(Beginning of Source material)

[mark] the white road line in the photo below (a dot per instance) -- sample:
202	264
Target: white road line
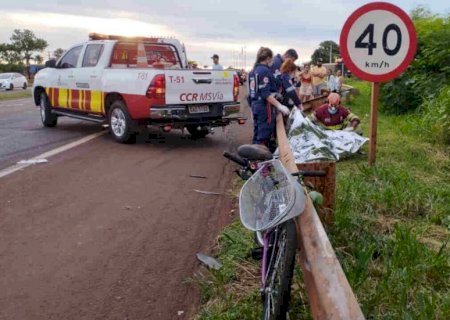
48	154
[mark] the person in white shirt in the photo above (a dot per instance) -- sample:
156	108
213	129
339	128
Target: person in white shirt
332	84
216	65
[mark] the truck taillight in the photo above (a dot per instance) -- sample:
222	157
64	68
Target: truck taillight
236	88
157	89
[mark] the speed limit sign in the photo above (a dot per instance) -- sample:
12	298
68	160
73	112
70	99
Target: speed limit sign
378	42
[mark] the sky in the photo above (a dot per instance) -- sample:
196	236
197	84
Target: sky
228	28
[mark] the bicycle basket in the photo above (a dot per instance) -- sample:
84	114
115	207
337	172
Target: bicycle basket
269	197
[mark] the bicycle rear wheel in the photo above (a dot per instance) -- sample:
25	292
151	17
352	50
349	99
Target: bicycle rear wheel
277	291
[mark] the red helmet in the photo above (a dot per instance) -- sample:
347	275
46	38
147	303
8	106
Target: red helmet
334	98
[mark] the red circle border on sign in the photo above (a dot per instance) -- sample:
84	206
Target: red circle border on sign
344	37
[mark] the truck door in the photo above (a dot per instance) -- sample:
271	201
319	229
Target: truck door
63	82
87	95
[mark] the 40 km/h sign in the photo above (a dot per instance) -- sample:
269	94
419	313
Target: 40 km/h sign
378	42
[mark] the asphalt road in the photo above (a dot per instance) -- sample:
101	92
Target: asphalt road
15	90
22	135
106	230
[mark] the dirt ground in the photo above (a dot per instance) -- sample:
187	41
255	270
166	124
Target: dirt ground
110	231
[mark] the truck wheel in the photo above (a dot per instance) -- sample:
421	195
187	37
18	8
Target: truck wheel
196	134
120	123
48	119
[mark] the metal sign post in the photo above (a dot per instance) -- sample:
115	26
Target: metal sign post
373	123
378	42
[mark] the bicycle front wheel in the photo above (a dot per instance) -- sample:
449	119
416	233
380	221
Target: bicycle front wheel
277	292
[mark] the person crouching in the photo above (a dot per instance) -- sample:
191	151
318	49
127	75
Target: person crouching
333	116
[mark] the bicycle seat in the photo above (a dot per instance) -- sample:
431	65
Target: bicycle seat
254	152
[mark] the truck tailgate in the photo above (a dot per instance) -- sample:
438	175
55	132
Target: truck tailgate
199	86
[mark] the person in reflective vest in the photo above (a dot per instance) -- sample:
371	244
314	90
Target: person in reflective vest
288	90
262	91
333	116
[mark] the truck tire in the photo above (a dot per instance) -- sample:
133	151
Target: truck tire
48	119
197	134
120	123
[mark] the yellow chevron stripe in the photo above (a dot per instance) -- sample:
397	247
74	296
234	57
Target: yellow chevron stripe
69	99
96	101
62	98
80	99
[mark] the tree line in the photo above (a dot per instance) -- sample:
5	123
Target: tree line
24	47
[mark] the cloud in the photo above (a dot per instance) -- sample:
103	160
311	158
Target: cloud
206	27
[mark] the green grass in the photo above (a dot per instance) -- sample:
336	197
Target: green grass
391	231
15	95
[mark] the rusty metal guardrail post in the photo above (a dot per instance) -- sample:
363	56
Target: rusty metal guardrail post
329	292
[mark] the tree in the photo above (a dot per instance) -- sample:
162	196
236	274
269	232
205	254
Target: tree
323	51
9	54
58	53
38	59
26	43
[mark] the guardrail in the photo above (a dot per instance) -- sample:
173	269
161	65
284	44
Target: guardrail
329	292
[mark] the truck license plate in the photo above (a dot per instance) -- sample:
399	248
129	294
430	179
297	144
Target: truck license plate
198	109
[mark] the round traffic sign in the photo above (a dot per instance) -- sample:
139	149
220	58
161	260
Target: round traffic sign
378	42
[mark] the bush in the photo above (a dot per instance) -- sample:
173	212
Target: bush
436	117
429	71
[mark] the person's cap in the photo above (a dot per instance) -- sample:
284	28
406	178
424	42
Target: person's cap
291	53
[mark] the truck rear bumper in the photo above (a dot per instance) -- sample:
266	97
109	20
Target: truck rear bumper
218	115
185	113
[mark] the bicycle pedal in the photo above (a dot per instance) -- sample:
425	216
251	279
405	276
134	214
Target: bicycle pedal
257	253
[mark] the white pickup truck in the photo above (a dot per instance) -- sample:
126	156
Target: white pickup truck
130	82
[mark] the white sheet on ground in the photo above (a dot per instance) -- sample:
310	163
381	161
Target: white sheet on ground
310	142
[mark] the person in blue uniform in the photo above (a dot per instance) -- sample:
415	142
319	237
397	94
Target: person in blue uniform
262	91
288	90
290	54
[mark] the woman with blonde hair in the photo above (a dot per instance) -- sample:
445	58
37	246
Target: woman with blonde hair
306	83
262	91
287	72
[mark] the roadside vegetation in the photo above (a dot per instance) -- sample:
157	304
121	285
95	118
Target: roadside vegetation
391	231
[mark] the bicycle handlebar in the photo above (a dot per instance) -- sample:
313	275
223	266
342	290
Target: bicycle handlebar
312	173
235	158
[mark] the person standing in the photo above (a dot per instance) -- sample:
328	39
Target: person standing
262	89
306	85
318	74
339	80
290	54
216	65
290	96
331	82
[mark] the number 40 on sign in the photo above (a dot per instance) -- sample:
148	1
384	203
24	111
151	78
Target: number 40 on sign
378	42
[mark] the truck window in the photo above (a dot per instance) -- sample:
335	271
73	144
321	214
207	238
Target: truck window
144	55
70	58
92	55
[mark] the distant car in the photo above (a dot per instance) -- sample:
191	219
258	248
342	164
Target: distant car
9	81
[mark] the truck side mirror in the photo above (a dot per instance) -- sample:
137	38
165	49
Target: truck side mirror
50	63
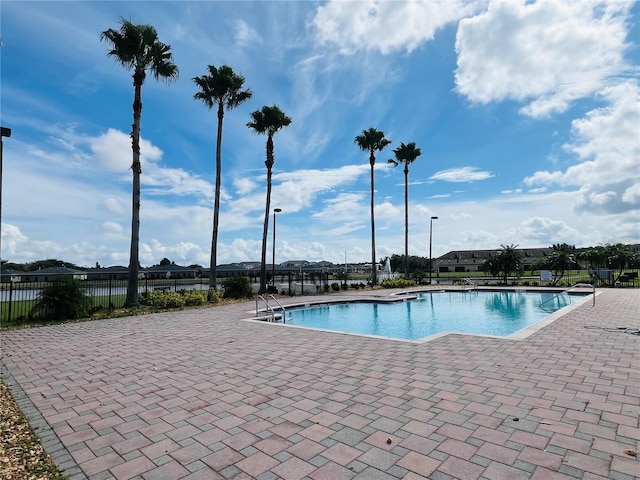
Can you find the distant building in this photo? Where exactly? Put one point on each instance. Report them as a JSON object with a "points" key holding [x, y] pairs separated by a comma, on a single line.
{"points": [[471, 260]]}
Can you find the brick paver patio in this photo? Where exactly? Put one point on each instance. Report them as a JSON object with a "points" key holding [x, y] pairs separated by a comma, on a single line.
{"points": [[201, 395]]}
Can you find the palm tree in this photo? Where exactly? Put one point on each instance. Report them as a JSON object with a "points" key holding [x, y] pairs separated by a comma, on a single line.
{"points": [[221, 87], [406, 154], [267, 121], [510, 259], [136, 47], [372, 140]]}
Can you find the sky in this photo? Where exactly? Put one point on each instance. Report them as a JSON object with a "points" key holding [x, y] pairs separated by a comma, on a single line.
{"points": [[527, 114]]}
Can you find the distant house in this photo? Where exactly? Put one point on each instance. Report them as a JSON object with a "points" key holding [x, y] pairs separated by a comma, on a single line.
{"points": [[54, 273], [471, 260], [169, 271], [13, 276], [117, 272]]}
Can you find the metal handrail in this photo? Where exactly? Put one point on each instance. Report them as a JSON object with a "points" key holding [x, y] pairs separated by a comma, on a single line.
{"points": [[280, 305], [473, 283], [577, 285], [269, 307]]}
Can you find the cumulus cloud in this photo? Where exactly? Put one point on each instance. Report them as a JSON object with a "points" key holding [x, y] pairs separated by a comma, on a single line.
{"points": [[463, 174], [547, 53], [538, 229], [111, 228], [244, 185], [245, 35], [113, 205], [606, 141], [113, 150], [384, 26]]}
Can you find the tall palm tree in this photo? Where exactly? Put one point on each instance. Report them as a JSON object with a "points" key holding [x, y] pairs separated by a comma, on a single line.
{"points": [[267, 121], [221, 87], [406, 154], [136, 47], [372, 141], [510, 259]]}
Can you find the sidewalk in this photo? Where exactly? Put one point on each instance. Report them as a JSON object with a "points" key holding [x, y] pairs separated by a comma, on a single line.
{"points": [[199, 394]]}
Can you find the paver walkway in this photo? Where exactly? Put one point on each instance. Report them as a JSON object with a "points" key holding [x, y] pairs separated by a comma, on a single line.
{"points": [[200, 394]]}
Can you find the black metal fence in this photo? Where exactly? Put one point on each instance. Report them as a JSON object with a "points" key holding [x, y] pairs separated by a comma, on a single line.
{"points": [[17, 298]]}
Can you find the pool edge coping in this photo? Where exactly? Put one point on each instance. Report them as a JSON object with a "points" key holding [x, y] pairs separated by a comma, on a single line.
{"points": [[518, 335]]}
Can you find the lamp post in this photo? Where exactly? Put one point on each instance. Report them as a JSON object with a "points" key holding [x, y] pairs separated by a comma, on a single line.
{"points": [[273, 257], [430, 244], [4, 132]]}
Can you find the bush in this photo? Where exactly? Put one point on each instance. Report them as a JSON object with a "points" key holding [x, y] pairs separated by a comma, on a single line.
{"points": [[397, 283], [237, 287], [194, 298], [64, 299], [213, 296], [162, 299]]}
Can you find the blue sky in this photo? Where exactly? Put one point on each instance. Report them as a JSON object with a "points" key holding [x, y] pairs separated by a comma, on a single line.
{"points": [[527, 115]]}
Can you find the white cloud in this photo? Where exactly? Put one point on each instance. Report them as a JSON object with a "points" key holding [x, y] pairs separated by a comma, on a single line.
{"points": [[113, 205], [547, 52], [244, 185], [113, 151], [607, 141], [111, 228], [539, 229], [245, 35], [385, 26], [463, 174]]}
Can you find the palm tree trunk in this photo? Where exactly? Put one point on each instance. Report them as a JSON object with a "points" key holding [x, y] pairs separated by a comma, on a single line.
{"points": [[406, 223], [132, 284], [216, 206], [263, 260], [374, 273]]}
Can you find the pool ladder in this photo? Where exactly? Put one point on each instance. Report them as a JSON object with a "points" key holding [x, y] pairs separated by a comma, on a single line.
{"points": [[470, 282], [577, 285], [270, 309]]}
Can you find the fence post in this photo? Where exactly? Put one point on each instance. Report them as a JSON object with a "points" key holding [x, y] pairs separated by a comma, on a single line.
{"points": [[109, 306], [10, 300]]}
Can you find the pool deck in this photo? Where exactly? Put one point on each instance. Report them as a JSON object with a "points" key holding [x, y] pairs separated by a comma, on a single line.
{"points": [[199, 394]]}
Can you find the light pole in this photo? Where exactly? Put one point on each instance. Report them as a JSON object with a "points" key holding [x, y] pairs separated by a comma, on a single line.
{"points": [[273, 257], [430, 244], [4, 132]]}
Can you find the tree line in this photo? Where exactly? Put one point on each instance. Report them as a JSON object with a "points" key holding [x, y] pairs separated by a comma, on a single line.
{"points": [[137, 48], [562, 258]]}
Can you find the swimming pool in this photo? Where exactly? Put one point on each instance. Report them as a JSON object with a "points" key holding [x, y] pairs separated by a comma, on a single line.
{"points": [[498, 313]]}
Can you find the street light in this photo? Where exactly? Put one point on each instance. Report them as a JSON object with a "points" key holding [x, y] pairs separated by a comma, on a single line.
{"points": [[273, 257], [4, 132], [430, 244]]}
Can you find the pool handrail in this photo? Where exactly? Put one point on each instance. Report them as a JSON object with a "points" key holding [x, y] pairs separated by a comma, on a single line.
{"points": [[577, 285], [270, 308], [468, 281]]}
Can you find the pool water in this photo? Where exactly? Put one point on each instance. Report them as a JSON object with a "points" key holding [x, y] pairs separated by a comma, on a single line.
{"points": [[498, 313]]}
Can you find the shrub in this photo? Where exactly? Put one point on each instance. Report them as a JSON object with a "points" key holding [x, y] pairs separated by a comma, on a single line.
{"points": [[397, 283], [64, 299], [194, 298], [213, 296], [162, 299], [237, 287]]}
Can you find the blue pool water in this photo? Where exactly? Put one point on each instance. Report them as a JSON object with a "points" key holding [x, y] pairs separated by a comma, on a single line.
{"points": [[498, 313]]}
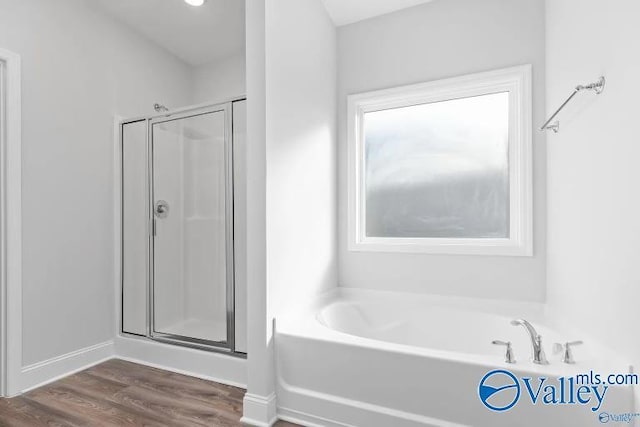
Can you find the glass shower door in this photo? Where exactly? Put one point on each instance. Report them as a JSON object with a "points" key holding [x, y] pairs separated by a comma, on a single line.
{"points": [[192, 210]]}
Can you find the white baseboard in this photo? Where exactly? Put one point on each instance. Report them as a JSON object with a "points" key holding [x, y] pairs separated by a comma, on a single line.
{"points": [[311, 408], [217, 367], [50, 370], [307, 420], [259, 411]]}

(End of Source material)

* **Problem details**: Leaving out the pictures, print exactly and only the lines from the one containing "Can you find the blue pool" through the last line of the records.

* **Answer**:
Can you find the blue pool water in this photo? Where exactly? Put one point on each instance. Report them as a JSON object with a "points" key holding [x, y] pairs separated by a comma, on a single line.
{"points": [[498, 313]]}
Can you find the glass shower door in this photo? Where exactly? Put one point on each instance. Report them as a JSON object with a "points" key holding [x, y] pairs separated by a comma, on a single line.
{"points": [[192, 210]]}
Can you find the white baseboard in this photo? Where exactly? Put one point on each instance. Report them as a JSON object with a "points" key holding [x, y] pairs separated by a comma, on a single line.
{"points": [[311, 408], [217, 367], [50, 370], [307, 420], [259, 411]]}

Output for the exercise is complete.